↓↓↓
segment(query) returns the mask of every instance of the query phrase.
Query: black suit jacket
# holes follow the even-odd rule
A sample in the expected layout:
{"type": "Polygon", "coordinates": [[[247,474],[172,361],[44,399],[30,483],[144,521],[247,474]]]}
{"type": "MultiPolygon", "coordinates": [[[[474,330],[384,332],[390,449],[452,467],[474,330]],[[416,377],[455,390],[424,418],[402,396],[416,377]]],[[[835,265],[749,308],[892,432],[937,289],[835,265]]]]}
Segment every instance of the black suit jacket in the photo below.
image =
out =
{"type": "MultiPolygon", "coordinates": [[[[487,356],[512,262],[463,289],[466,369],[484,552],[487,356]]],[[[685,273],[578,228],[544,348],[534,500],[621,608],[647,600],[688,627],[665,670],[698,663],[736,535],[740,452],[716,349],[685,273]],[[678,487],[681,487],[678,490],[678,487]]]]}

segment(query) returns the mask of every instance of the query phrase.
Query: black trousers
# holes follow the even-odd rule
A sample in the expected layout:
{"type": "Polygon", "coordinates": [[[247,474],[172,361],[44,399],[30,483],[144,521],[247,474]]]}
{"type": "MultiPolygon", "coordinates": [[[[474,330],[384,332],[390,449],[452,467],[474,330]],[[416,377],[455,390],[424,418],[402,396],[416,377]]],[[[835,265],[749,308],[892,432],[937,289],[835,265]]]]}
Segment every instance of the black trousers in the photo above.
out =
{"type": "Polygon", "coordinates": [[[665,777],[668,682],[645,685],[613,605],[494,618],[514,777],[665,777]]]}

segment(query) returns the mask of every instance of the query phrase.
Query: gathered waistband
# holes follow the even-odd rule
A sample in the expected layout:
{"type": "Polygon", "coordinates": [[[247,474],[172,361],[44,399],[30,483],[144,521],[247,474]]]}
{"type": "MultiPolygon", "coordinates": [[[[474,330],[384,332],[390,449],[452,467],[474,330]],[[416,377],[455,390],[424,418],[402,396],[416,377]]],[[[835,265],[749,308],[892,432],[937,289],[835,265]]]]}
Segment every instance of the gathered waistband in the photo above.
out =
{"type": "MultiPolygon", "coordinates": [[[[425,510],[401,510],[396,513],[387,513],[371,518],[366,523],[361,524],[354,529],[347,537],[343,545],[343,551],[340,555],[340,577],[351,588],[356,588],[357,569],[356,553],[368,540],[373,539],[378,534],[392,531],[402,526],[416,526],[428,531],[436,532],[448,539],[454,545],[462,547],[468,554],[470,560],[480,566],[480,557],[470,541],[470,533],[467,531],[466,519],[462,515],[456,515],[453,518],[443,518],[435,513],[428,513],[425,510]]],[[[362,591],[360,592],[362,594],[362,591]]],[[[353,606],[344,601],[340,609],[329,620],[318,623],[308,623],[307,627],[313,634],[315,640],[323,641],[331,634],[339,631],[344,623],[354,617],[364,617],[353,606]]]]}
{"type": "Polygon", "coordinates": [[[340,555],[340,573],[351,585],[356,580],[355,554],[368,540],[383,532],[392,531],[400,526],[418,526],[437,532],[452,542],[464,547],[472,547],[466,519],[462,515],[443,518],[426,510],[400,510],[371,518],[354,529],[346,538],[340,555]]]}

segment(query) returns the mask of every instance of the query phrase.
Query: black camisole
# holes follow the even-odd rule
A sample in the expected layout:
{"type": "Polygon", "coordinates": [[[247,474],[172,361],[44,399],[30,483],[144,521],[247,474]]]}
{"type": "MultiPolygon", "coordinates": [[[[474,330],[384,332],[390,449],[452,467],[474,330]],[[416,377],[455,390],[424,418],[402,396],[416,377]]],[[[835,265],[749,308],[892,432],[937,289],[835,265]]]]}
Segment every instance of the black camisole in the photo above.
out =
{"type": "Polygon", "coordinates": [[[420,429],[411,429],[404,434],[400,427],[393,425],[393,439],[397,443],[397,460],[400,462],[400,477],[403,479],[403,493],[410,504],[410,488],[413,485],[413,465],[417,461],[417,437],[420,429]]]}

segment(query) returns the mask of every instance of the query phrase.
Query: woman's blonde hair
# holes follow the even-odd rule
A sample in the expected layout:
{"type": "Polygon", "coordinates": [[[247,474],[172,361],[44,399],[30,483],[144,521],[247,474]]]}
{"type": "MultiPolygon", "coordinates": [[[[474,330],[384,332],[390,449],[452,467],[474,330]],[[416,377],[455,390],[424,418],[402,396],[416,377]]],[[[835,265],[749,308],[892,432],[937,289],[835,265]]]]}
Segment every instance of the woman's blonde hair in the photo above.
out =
↑↑↑
# [What is being asked]
Extract all of the data shown above and repeat it verbatim.

# [Exercise solution]
segment(query) returns the mask of every instance of the query phrase.
Query: black suit jacket
# holes follow the even-odd rule
A sample in the expected layout:
{"type": "Polygon", "coordinates": [[[247,474],[172,361],[44,399],[30,483],[144,521],[247,474]]]}
{"type": "MultiPolygon", "coordinates": [[[[474,330],[384,332],[390,449],[452,467],[474,330]],[[416,377],[455,390],[424,418],[402,396],[416,377]]],[[[835,265],[749,308],[892,432],[937,289],[835,265]]]]}
Segment every instance of the black suit jacket in the photo below.
image =
out =
{"type": "MultiPolygon", "coordinates": [[[[487,356],[512,262],[463,289],[466,369],[484,552],[487,356]]],[[[685,273],[578,228],[544,348],[534,500],[621,608],[647,600],[688,627],[665,670],[698,663],[736,535],[740,452],[716,349],[685,273]],[[678,487],[681,487],[678,490],[678,487]]]]}

segment(query) returns the mask of every instance of the query phrase.
Query: black trousers
# holes follow the even-odd rule
A sample in the expected layout:
{"type": "Polygon", "coordinates": [[[247,474],[172,361],[44,399],[30,483],[144,521],[247,474]]]}
{"type": "MultiPolygon", "coordinates": [[[[474,330],[384,332],[390,449],[452,467],[474,330]],[[416,377],[455,390],[424,418],[402,396],[416,377]]],[[[835,265],[749,308],[892,432],[937,289],[835,265]]]]}
Segment every instance of the black trousers in the photo above.
out =
{"type": "Polygon", "coordinates": [[[665,777],[668,682],[645,685],[613,605],[494,618],[514,777],[665,777]]]}

segment(query) returns the mask of every instance of the query phrase.
Query: gathered waistband
# holes follow the even-odd rule
A sample in the expected layout:
{"type": "Polygon", "coordinates": [[[247,474],[172,361],[44,399],[30,483],[144,521],[247,474]]]}
{"type": "MultiPolygon", "coordinates": [[[[474,330],[384,332],[390,449],[452,467],[474,330]],[[416,377],[455,390],[424,418],[402,396],[416,377]]],[[[835,265],[749,308],[892,432],[937,289],[835,265]]]]}
Segment every instance of the gathered waistband in the photo above.
out =
{"type": "MultiPolygon", "coordinates": [[[[425,510],[401,510],[396,513],[387,513],[371,518],[366,523],[361,524],[354,529],[347,537],[343,545],[343,551],[340,555],[340,577],[351,588],[356,588],[357,569],[356,553],[368,540],[373,539],[378,534],[392,531],[402,526],[416,526],[428,531],[436,532],[448,539],[454,545],[462,547],[468,554],[470,560],[480,566],[480,557],[470,541],[470,533],[467,531],[466,519],[462,515],[456,515],[453,518],[443,518],[435,513],[428,513],[425,510]]],[[[362,591],[360,592],[362,594],[362,591]]],[[[353,606],[344,601],[340,609],[329,620],[318,623],[308,623],[307,627],[313,634],[315,640],[323,641],[331,634],[339,631],[344,623],[354,617],[364,617],[353,606]]]]}
{"type": "Polygon", "coordinates": [[[340,555],[340,573],[351,585],[356,580],[355,554],[368,540],[383,532],[392,531],[400,526],[418,526],[437,532],[452,542],[464,547],[472,547],[466,519],[462,515],[443,518],[426,510],[400,510],[371,518],[354,529],[346,538],[340,555]]]}

segment(query) returns the mask of every instance of the query phrase.
Query: black camisole
# holes follow the even-odd rule
A sample in the expected layout:
{"type": "Polygon", "coordinates": [[[247,474],[172,361],[44,399],[30,483],[144,521],[247,474]]]}
{"type": "MultiPolygon", "coordinates": [[[[474,330],[384,332],[390,449],[452,467],[474,330]],[[416,377],[455,390],[424,418],[402,396],[416,377]]],[[[835,265],[749,308],[892,432],[937,289],[835,265]]]]}
Segment every instance of the black camisole in the photo above.
out =
{"type": "Polygon", "coordinates": [[[420,429],[411,429],[404,434],[400,427],[393,425],[393,439],[397,443],[397,460],[400,462],[400,477],[403,479],[403,493],[410,504],[410,488],[413,485],[413,465],[417,461],[417,437],[420,429]]]}

segment(query) returns the mask of every instance of the query phrase.
Query: woman's blonde hair
# holes follow the even-odd rule
A sample in the expected layout:
{"type": "Polygon", "coordinates": [[[247,474],[172,361],[44,399],[30,483],[144,521],[247,474]]]}
{"type": "MultiPolygon", "coordinates": [[[[474,330],[384,332],[390,449],[452,467],[474,330]],[[416,377],[455,390],[424,418],[402,396],[416,377]]],[[[835,265],[749,308],[892,432],[937,289],[835,265]]]]}
Segment every instance of the woman's blonde hair in the photo above.
out =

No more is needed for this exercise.